Consigne:
Recopiez sans rien changer le passage de l'extrait sur la sieurie qui commence aux mots « L'auteur de cet » et s'arrête après « unité de défense. ».

Extrait à lire:
- - -

L'auteur de cet ouvrage a pu ainsi faire des découvertes.
Tout d'abord il a distingué de la seigneurie, avec laquelle
elle était habituellement confondue, une unité qu'il
appelle la sieurie, car le propriétaire en est qualifié
" sieur de ", " dame de ". Le centre en
est quelquefois un manoir, avec des douves, placé en
situation d'importance stratégique, à l'origine
probablement une unité de défense.
Tel
manoir est entouré de jardins, clos de murs, de bois,
d'environ deux hectares de prés. Il inclut colombier et
garenne. De lui dépendent à proximité une métairie, un
moulin, quelques exploitations ou domaines du seigneur. Un
peu plus loin, parfois dans d'autres paroisses en relèvent
quelques fiefs roturiers ou censives.
Le
seigneur exerce sur les paysans une autorité, en reçoit
des services, des corvées domaniales, joue un rôle prééminent
dans l'assemblée de la communauté d'habitants, jouit de
droits honorifiques à l'église. Mais il n'exerce pas de
pouvoir de justice, ni les pouvoirs de commandement et de
police qui en découlent. Il est sans doute plus qu'un
simple propriétaire, mais il n'est pas un seigneur, bien
que cette appellation lui soit parfois décernée.

- - -

Données fournies:
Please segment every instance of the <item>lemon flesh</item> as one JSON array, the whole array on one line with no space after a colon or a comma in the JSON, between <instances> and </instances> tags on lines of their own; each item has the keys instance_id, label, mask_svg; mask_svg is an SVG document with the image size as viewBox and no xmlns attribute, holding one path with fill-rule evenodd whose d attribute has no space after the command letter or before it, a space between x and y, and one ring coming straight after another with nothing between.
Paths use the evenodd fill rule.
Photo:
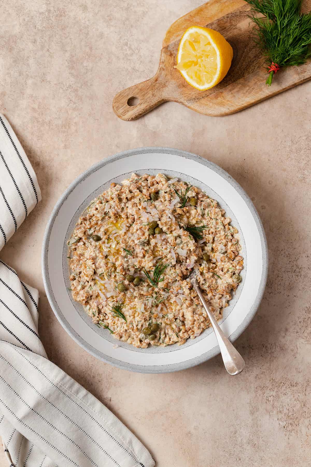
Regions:
<instances>
[{"instance_id":1,"label":"lemon flesh","mask_svg":"<svg viewBox=\"0 0 311 467\"><path fill-rule=\"evenodd\" d=\"M192 26L181 38L175 68L190 85L205 91L224 78L233 57L232 48L220 33Z\"/></svg>"}]
</instances>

- - -

Réponse complète:
L'auteur de cet ouvrage a pu ainsi faire des découvertes.
Tout d'abord il a distingué de la seigneurie, avec laquelle
elle était habituellement confondue, une unité qu'il
appelle la sieurie, car le propriétaire en est qualifié
" sieur de ", " dame de ". Le centre en
est quelquefois un manoir, avec des douves, placé en
situation d'importance stratégique, à l'origine
probablement une unité de défense.